#### Требуемое действие 1
Какую долю притока мигрантов в Россию, по словам Эмиля Паина в тексте об иммиграции, составляет русская миграция?
#### Требуемое действие 2
Какие вопросы задает автор текста об иммиграции о том, нужен ли подобный закон России? Выпишите все.
#### Требуемое действие 3
Допишите текст об иммиграции, начиная сразу после последней приведенной в нем фразы.

#### Фрагмент текста
┌──

Словом, Франция признала: сколько ни внушай алжирцу сознание его приобщенности к единой гражданской нации, этнические группы в стране имеются. И они требуют к себе отдельного подхода. Новый закон об иммиграции - попытка отказаться от прежних стандартов в работе с некоренным населением. Французские социологи установили: даже если осыпать иммигрантов социальными благами, это ничего не изменит, наоборот, лишь повысит градус общественной напряженности.
Нужен ли России столь же жесткий закон? И что случится, если его не принять? Не повторится ли у нас французский кошмар с той лишь разницей, что сжигать автомобили будут не иммигранты, допустим, с Кавказа, а скинхеды?
"У нас не может повториться это, - считает руководитель Центра изучения ксенофобии и экстремизма Эмиль Паин. - У нас может быть только хуже. Потому что у нас межэтнические конфликты не связаны с миграцией. И тип миграции не тот. Во-первых, 80 процентов притока - это русская миграция. Во-вторых, приезжают люди с тем же советским менталитетом. Они учились в советских школах. Они по-советски малорелигиозны, даже если имеют какие-то внешние атрибуты веры. Кроме того, эти люди на бытовом уровне знают русский язык намного лучше, чем, скажем, турки во втором поколении в Германии. К тому же у нас нет этнических кварталов с собственной инфраструктурой. Но у нас есть другое, чего нет во Франции и, вероятно, не будет никогда. У нас есть Северный Кавказ, где не камни бросают, а стреляют, и где не ночью выступают, а днем. И еще. Основной ксенофобный лозунг у нас пока не иммигрантский. Он - античеченский. Чтобы более половины россиян негативно оценивали другой народ - такого прежде не было".

└──

#### Данные
┌──

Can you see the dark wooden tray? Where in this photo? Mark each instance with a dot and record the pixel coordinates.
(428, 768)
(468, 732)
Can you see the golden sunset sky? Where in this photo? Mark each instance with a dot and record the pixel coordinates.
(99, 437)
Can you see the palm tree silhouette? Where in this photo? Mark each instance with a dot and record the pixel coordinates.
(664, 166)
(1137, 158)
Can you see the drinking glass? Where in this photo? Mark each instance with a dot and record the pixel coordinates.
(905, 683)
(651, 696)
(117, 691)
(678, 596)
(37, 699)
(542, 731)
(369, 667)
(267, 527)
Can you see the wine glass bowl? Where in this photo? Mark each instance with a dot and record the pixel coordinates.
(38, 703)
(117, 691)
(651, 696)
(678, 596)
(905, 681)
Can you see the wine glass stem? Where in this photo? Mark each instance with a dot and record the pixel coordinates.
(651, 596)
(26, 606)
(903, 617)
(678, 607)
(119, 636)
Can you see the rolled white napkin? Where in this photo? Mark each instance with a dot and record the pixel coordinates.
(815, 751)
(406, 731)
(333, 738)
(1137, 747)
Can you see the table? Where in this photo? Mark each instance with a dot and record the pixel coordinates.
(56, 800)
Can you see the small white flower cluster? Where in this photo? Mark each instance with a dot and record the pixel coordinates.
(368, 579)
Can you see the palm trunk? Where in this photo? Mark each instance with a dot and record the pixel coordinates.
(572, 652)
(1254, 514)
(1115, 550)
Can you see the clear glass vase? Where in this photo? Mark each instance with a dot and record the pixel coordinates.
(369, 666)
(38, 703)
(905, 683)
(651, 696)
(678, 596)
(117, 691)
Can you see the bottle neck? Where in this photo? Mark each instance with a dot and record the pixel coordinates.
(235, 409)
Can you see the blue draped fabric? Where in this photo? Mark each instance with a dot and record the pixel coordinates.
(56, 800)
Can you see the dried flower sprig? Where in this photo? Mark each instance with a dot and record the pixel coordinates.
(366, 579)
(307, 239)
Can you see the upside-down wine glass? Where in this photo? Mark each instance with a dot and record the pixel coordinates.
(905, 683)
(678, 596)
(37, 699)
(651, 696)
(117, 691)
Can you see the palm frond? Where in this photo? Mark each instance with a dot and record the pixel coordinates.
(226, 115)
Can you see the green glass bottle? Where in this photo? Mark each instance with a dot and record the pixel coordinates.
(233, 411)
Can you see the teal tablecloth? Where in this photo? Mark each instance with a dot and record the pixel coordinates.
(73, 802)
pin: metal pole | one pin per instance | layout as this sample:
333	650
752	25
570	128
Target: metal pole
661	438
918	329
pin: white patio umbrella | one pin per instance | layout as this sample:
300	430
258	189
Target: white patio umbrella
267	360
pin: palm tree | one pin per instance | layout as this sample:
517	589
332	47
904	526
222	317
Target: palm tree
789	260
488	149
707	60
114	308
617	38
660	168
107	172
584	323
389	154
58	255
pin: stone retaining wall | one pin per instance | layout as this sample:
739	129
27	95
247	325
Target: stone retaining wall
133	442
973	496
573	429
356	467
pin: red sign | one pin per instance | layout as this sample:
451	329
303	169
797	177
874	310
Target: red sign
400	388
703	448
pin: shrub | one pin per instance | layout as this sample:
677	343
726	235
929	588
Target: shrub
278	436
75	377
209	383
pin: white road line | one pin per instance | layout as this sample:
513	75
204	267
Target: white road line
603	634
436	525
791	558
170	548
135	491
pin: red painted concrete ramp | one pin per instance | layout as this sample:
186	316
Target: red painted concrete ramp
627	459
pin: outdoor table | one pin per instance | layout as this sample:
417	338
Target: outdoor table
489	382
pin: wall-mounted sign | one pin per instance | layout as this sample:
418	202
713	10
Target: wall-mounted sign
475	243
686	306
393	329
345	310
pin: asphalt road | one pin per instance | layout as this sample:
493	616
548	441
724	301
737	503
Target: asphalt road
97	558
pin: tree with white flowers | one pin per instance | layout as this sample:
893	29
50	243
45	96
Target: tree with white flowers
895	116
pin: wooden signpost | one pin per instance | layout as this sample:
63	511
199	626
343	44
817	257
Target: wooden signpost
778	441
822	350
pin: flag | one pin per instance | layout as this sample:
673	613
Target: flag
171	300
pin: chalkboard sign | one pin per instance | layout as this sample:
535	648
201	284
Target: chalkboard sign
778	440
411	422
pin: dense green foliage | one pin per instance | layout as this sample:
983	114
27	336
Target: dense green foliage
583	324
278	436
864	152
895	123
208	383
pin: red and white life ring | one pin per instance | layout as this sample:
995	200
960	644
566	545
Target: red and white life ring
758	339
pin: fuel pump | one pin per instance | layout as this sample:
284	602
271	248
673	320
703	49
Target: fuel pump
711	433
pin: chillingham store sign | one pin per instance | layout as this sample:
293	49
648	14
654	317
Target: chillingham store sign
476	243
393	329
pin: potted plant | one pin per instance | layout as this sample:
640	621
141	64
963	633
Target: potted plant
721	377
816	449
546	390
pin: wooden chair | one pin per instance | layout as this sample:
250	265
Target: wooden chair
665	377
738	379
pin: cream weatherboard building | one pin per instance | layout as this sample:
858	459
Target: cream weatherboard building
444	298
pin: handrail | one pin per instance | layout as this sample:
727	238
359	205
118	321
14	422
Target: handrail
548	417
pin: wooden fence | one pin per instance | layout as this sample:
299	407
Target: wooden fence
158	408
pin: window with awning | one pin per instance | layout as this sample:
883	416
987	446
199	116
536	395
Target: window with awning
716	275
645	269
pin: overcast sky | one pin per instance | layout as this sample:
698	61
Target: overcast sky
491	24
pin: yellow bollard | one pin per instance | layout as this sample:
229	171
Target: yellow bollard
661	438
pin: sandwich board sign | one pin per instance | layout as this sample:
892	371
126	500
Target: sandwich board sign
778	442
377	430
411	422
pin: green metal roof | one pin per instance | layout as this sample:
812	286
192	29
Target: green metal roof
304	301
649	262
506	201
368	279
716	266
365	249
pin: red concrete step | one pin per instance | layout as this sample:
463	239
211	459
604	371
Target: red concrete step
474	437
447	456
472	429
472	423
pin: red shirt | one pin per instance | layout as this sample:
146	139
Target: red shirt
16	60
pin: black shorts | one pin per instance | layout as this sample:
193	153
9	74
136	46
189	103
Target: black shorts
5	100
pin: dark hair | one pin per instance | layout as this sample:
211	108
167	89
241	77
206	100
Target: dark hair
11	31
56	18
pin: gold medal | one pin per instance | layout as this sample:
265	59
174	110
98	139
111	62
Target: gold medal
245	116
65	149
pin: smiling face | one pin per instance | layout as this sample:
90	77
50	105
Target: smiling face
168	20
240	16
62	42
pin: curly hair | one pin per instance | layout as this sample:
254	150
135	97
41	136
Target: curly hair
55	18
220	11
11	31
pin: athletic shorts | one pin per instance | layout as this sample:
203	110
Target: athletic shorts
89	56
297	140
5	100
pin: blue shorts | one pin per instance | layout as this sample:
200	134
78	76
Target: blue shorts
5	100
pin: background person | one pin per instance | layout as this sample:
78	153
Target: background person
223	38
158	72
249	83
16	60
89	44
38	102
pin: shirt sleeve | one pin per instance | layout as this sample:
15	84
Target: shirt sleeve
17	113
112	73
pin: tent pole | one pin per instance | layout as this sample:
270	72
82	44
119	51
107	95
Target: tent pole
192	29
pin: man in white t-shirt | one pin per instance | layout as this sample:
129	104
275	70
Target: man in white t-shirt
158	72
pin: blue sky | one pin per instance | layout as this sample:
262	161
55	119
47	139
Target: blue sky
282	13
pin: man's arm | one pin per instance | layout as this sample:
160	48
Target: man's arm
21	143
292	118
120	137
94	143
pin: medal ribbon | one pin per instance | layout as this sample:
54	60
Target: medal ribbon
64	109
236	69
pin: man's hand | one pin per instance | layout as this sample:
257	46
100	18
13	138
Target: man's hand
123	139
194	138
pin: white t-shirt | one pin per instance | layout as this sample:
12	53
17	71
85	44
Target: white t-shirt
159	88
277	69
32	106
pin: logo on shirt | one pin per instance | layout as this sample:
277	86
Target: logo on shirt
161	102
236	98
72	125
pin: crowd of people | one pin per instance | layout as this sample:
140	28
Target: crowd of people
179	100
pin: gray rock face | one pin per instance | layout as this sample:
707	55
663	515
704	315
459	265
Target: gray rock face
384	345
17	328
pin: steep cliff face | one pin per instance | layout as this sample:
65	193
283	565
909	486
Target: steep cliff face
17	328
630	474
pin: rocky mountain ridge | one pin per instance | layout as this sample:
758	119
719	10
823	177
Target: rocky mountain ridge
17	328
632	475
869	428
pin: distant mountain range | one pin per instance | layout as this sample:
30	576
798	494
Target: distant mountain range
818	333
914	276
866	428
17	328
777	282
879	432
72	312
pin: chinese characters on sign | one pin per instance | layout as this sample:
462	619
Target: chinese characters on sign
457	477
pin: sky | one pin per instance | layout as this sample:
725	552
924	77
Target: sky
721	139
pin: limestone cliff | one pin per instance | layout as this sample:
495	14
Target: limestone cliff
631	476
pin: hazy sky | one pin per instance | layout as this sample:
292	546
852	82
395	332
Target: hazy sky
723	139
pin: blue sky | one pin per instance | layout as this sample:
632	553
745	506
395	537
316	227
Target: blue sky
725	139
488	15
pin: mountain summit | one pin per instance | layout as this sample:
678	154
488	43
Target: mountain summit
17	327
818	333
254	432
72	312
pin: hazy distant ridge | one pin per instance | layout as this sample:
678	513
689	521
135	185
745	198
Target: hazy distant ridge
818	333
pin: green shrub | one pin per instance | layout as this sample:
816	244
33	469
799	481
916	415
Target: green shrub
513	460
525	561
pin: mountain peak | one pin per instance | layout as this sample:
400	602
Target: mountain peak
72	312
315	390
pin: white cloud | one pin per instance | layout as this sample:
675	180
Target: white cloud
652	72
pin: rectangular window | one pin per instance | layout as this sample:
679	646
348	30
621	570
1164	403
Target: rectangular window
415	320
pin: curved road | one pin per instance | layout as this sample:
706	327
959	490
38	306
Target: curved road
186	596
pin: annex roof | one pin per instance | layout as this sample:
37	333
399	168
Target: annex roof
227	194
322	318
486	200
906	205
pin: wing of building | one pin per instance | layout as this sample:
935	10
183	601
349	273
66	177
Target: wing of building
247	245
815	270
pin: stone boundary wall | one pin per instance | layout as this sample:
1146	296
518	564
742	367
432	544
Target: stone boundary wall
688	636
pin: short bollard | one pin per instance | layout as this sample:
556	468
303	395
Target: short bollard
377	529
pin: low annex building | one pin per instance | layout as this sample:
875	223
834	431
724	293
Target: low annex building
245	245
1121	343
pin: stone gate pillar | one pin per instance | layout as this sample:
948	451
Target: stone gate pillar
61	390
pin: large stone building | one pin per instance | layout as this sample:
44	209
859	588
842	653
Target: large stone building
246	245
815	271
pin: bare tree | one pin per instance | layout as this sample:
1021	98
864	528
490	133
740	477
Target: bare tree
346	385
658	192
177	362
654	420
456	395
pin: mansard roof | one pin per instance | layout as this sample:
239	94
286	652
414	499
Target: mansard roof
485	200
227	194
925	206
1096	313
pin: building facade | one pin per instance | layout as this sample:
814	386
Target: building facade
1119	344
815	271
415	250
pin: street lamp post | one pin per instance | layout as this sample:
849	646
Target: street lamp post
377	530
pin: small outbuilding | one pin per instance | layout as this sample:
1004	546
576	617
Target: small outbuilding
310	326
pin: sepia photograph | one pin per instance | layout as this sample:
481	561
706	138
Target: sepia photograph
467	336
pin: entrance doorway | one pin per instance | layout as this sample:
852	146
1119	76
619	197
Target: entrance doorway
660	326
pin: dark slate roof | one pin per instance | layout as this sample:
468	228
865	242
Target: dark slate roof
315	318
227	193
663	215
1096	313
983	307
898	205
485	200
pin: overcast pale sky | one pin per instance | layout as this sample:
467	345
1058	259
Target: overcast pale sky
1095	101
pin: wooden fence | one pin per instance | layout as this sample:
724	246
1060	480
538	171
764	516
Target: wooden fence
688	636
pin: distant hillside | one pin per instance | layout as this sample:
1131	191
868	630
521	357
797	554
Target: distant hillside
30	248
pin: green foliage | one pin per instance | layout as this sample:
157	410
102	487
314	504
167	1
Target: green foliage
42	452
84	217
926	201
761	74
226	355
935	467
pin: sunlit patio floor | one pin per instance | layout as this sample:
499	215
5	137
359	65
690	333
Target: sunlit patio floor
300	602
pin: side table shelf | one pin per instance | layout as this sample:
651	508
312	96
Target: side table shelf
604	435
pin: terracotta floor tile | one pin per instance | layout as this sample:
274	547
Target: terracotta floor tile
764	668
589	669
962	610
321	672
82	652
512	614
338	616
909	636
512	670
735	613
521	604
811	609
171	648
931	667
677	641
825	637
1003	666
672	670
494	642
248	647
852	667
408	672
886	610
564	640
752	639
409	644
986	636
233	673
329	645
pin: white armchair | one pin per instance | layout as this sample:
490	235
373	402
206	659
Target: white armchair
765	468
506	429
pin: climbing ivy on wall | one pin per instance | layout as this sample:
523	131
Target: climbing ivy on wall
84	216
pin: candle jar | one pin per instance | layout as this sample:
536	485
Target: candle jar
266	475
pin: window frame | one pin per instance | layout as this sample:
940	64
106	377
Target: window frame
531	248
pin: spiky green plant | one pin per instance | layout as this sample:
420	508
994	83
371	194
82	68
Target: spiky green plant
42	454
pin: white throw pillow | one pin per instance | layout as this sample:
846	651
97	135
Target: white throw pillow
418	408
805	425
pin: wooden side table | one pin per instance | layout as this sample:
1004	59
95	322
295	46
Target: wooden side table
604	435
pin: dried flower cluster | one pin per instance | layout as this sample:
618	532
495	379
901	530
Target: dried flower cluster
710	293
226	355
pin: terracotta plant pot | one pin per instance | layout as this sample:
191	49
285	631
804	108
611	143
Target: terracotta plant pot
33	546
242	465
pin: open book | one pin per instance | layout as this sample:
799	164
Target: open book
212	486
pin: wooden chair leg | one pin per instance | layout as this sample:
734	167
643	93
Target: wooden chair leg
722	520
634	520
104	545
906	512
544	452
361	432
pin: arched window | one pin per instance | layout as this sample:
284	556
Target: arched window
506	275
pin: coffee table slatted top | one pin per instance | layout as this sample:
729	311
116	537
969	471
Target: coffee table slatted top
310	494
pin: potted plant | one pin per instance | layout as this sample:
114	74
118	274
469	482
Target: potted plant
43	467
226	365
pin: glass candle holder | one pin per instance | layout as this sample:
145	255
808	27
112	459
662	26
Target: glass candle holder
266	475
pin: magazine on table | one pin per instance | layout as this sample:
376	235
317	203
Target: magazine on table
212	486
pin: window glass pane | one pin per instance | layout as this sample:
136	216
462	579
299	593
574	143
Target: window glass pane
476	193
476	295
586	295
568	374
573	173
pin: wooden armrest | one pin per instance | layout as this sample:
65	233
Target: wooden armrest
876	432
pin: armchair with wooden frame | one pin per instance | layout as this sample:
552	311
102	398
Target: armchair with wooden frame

└──

#### Поле ответа 1
80 процентов.

#### Поле ответа 2
1. Нужен ли России столь же жесткий закон?
2. И что случится, если его не принять?
3. Не повторится ли у нас французский кошмар с той лишь разницей, что сжигать автомобили будут не иммигранты, допустим, с Кавказа, а скинхеды?

#### Поле ответа 3
ЕСЛИ ксенофобия прогрессирует, если она уже становится политической силой, власть должна как минимум оценить серьезность этой угрозы. И осознать, что у нее впервые появился такой оппонент. Оппонент не случайный. Его выход на политическую сцену был подготовлен всем ходом развития России конца 90-х годов - ростом традиционализма, страхов, различных фобий. Народ боится тех, кто будто бы хочет оторвать жирные куски нашей территории. Боится олигархов. Боится "оранжевой революции". И этот страх постоянно воспроизводится. Но нельзя одновременно и продуцировать страх, и с ним бороться.
Есть ли у России внятная иммиграционная политика? Да как сказать. Есть импульсивные реакции на обострение ситуации то там, то тут. Такую политику нельзя назвать ни жесткой, ни либеральной. Она противоречива и непоследовательна. А ее "успехи" на Кубани - это скорее самообман. Результативной борьбы с нелегальной миграцией все равно не получается. Где нелегальная миграция, там нелегально все: нелегальный бизнес, нелегальный рынок труда... Если человек, преодолев чудовищные препоны, нелегально обосновался в стране, он будет держаться за нее зубами, даже если у него нет ни работы, ни жилья.
Только свободный, прозрачный рынок труда ставит заслон нелегальной миграции. Человек спокойно пересек границу в поисках работы, не нашел - спокойно вернулся обратно. Поэтому в новый арсенал французского сопротивления нашествию иммигрантов входит не только шлагбаум.